TASK SET -
a: Please extract the Mill of Kintail passage word for word, starting at "Near the museum, a" and ending at "site’s 154 acres.".
b: Extend the Mill of Kintail passage with new sentences that pick up after its final line.

I visited Morris Island Conservation Area last year and Purdon Conservation Area two weeks ago. So there was only one conservation area left for me to visit in the Mississippi River watershed area in Eastern Ontario: Mill of Kintail.
The Mill of Kintail Conservation Area is located just a few minutes northwest of the village of Almonte, in Lanark County, along Indian River. In addition to having several trails, there are also some historic buildings, including an old grist mill, named Mill of Kintail, which has now been converted into a museum. As I love museums as much as hiking (and those that are open these days are quite rare), I must admit that I was really looking forward visiting the Mill of Kintail Conservation Area.
As soon as I arrived, from the parking lot I first followed the trail along the river (the 600m long Riverside Trail). The trail immediately seemed pleasant to me. It was well wide and well-marked, and it followed gently a small ridge overhanging the river (which, at this point, looked more like a stream). I could see the river here and there between the trees, and the sound of its waters made the hike even more pleasant.
After meeting in the woods what looked like an old abandoned cottage, I arrived at the old mill, now a museum. Built in 1832 by Scottish pioneer John Baird, this stone mill was restored and turned into a summer residence and a studio a century later by local sculptor and surgeon Robert Taitt McKenzie. A good part of the museum is devoted to his works. But before visiting it, I decided that I wanted to continue my hike first.
Near the museum, a wooden bridge spans the river and on the other side, three trail options are available. I decided to follow the Forest Hike Trail because at 2.9 kilometres, it was the longest and allowed to follow a loop covering a large area of the site’s 154 acres.
Small note: due to the current pandemic, the conservation area recommends following the trails clockwise to avoid encountering other hikers. But I’m slightly dyslexic, so I took the path in the wrong direction, which I realized only halfway. Don’t be like me. Follow the instructions.

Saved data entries
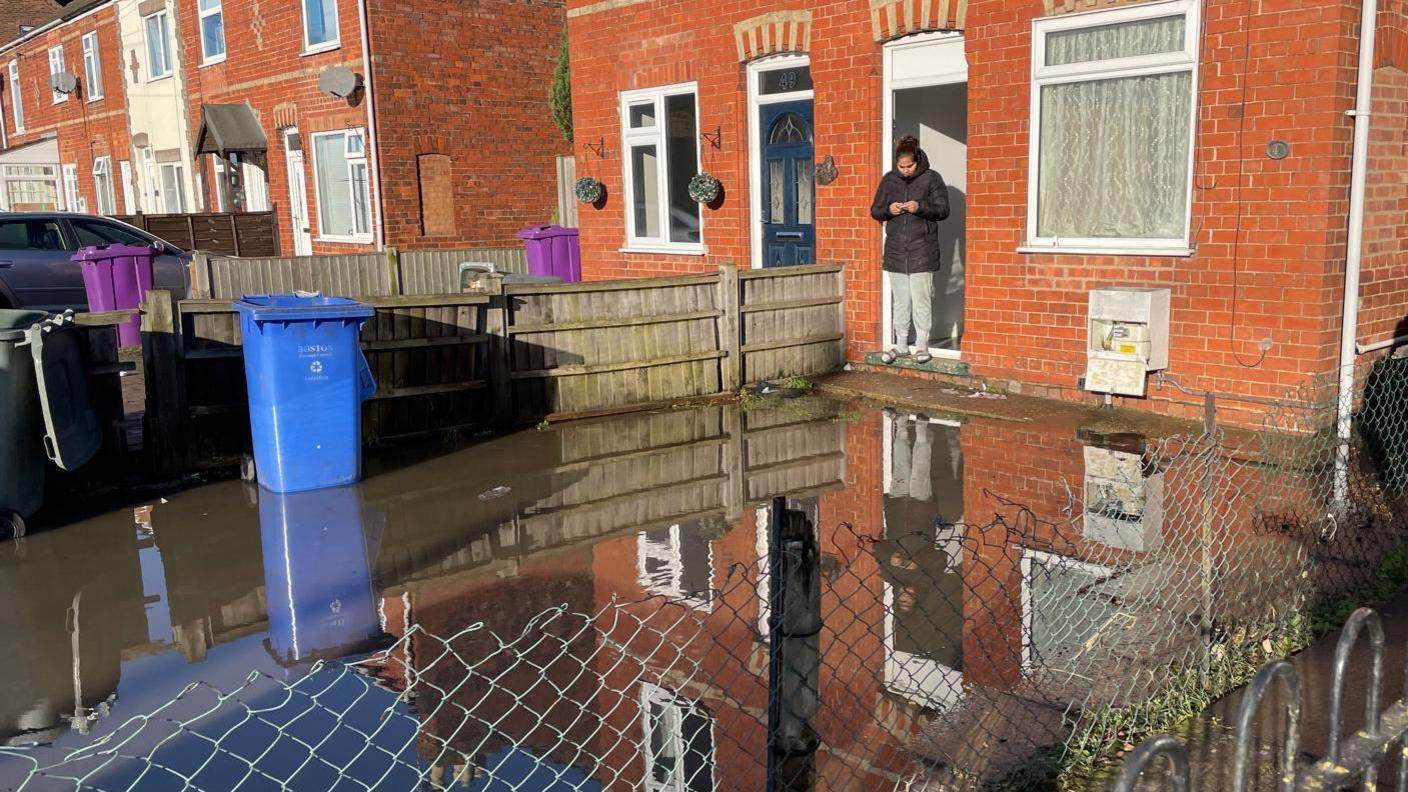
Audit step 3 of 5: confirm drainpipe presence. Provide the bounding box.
[356,0,386,251]
[1335,0,1378,507]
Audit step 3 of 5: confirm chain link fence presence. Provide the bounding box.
[0,358,1408,792]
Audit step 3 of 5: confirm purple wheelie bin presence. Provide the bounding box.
[73,245,156,347]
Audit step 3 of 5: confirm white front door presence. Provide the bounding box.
[283,130,313,255]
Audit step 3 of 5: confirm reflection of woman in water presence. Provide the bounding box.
[872,516,963,671]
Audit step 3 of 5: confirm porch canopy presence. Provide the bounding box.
[196,103,269,156]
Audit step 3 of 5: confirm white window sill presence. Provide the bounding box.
[1017,245,1193,258]
[298,41,342,58]
[618,244,708,255]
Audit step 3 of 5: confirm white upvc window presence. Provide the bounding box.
[83,31,103,101]
[196,0,225,66]
[1024,0,1200,255]
[10,61,24,132]
[313,130,372,242]
[63,165,87,211]
[301,0,342,55]
[621,83,704,255]
[142,10,172,82]
[49,44,69,104]
[93,156,117,214]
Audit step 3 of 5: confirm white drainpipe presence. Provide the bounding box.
[356,0,386,251]
[1335,0,1378,506]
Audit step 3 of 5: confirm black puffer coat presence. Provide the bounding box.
[870,149,949,275]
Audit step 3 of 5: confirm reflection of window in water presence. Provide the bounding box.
[874,413,964,707]
[641,682,714,792]
[636,521,714,609]
[1022,550,1115,674]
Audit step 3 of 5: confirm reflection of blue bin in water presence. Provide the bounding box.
[235,295,376,492]
[259,486,384,665]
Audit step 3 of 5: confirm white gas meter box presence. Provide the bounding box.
[1086,286,1169,396]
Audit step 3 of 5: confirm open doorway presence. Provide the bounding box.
[881,34,967,358]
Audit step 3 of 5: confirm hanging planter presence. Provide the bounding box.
[572,176,607,203]
[690,172,724,203]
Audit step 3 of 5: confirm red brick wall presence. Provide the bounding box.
[370,0,569,248]
[0,6,131,211]
[569,0,1401,420]
[176,0,377,254]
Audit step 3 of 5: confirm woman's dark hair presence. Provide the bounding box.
[894,135,919,162]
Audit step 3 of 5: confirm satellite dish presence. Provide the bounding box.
[318,66,362,99]
[49,72,79,93]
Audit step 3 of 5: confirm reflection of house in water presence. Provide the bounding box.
[0,512,148,744]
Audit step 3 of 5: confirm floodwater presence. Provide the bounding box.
[0,399,1317,792]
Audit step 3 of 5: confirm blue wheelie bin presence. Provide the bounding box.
[235,293,376,492]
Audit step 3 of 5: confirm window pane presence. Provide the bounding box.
[628,101,655,130]
[200,13,225,59]
[758,66,811,96]
[665,93,700,242]
[796,159,815,225]
[303,0,338,47]
[1046,16,1187,66]
[631,145,660,240]
[1036,72,1193,240]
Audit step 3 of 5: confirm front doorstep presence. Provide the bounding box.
[866,352,969,376]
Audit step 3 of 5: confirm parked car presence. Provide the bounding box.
[0,211,190,311]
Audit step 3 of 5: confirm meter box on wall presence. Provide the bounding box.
[1086,286,1169,396]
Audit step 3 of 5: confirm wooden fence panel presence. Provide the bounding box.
[400,247,528,295]
[504,275,724,419]
[739,265,846,382]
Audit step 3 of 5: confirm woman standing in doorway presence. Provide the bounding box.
[870,135,949,364]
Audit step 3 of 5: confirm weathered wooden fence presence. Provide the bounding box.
[190,248,528,300]
[144,260,843,471]
[114,211,279,256]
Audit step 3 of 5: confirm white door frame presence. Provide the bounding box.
[746,54,817,269]
[282,127,313,255]
[877,31,967,361]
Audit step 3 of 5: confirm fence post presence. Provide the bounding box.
[142,289,191,478]
[484,278,514,426]
[386,245,404,295]
[718,261,743,393]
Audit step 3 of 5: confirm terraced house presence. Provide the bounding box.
[567,0,1408,422]
[0,0,565,255]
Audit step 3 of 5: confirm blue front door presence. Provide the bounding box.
[759,100,817,266]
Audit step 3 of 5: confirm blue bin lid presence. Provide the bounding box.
[234,295,376,321]
[514,225,577,240]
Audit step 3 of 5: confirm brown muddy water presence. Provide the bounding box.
[0,399,1300,792]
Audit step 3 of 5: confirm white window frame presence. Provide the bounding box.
[10,61,24,132]
[196,0,230,66]
[156,162,190,214]
[49,44,69,104]
[62,162,87,213]
[641,681,718,792]
[308,127,376,244]
[83,31,103,101]
[142,8,176,83]
[93,156,117,216]
[620,82,708,255]
[298,0,342,55]
[1018,0,1201,256]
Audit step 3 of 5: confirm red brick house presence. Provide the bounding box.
[179,0,566,254]
[567,0,1408,413]
[0,1,130,213]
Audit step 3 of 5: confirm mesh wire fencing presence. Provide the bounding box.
[8,358,1408,792]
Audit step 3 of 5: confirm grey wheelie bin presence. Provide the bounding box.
[0,310,49,537]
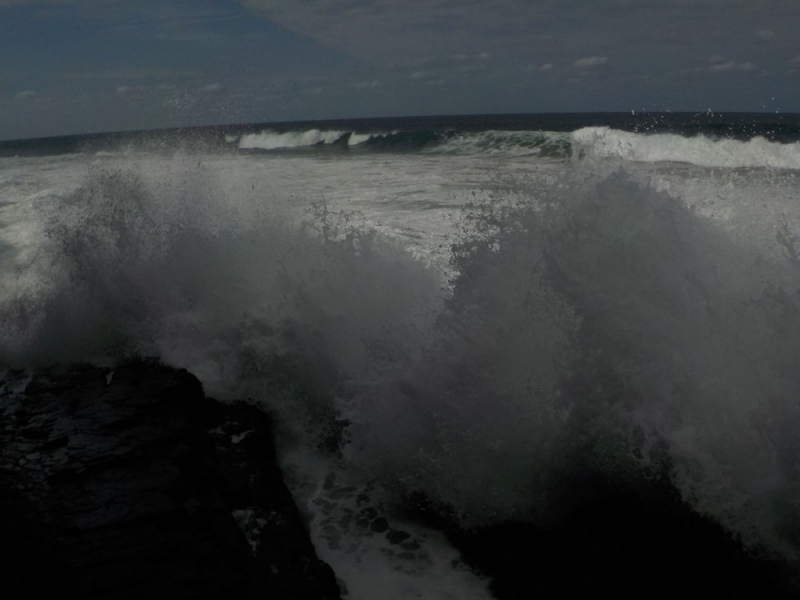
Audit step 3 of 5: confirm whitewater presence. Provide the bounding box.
[0,115,800,600]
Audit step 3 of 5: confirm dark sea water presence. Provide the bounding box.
[0,113,800,599]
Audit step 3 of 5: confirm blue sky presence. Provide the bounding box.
[0,0,800,139]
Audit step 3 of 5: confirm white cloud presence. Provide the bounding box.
[708,60,756,73]
[573,56,608,69]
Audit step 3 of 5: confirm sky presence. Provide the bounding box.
[0,0,800,140]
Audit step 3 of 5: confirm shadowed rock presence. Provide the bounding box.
[0,362,339,600]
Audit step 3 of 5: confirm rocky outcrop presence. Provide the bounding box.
[0,362,339,600]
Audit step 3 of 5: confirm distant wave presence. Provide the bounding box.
[571,127,800,169]
[236,127,800,169]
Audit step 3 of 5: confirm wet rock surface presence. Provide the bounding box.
[0,362,339,600]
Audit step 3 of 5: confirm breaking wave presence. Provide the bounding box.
[572,127,800,169]
[0,155,800,556]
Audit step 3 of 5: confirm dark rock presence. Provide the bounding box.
[409,480,800,600]
[0,362,339,600]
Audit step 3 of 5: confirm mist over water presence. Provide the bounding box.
[0,117,800,596]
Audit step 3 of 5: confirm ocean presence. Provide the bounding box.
[0,112,800,600]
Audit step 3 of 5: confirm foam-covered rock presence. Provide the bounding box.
[0,362,339,600]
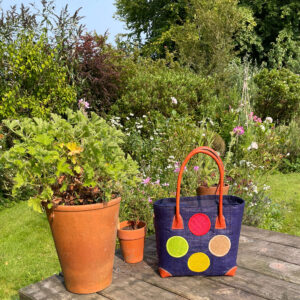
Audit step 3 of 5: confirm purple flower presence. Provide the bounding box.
[233,126,245,135]
[78,99,90,108]
[142,177,151,184]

ANSWERS TO THE EXERCISE -
a:
Near the museum, a wooden bridge spans the river and on the other side, three trail options are available. I decided to follow the Forest Hike Trail because at 2.9 kilometres, it was the longest and allowed to follow a loop covering a large area of the site’s 154 acres.

b:
As its name suggests, the Forest Hike Trail meanders through the forest for almost 3 kilometers. Aside from a few metres in a large field filled with wildflowers, it remains mainly under the cover of tall trees. It is not completely flat, but its elevation makes it a not-too-hard fun exercise.
After almost 3 kilometres, the trail finally brought me back to the stream/river. As curious squirrels watched me, I wondered if I had enough energy to follow another of the loops, but with the intense heat, I decided it might be better to walk back to the museum and visit it.
Visiting the museum doesn’t take too much time, but it’s still worth it if you like history and random artifacts. It is dedicated to the two darling children of Lanark County. Robert Taitt McKenzie, former owner of the place, and James Naismith, inventor of basketball (both were actually good friends). So there are old basketballs, sports memorabilia, trophies, some old furniture and several McKenzie sculptures (including the only existing copy of his most famous one).
I felt like there was even more to see on the site. An education area on the ecosystem of the stream, other old buildings, a space for hosting summer camps. It’s really a beautiful place, which makes me want to come back to explore the trail that I have not hiked. It’s not for nothing that Mill of Kintail is on the Lanark County Seven Wonders List, which also includes the Purdon Conservation Area, Murphys Point Provincial Park’s Silver Queen Mine and Stewart Park in Perth.